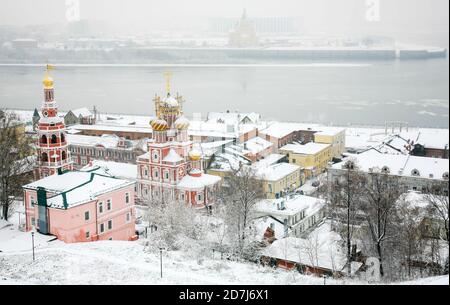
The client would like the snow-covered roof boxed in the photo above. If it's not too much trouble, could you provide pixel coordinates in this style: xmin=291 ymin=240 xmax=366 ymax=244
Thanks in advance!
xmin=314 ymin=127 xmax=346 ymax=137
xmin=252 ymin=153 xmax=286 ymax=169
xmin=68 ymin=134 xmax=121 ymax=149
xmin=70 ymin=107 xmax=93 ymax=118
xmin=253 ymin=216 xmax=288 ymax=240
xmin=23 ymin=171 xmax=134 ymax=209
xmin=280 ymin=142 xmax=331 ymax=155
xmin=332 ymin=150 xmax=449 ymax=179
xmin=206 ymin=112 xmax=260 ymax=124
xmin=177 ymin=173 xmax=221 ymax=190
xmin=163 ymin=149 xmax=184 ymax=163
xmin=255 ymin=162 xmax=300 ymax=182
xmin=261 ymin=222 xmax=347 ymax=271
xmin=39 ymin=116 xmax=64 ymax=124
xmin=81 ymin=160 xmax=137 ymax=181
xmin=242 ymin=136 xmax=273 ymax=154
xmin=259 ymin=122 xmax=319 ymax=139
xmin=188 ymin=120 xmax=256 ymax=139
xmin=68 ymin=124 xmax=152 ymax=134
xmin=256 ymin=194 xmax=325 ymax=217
________________________
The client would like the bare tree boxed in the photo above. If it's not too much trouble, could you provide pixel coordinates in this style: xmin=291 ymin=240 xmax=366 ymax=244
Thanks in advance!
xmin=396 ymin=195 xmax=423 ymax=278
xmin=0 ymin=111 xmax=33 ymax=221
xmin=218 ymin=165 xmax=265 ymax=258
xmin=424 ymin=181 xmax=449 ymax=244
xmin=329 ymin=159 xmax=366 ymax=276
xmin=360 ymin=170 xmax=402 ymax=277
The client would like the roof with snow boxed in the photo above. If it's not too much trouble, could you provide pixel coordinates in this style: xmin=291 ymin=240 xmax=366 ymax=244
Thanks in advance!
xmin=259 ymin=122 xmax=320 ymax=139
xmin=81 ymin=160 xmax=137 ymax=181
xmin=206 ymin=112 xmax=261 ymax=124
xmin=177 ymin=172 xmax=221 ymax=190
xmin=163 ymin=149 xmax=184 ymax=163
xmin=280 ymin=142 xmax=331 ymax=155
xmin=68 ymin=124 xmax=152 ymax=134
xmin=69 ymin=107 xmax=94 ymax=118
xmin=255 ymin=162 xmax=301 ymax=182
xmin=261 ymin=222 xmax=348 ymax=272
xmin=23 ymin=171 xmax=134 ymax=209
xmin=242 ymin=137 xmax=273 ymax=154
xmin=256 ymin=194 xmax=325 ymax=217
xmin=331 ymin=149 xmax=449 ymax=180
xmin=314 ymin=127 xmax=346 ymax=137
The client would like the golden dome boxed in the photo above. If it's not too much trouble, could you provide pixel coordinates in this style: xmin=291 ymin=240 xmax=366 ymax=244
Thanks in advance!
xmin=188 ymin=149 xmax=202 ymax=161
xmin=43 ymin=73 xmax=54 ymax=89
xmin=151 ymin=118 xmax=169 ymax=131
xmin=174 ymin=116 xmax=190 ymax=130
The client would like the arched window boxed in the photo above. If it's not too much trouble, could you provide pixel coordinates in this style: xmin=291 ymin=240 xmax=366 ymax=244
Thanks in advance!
________________________
## [What needs to be done]
Check the material above line by line, and give only the number of lines holding the string "roof".

## [Task response]
2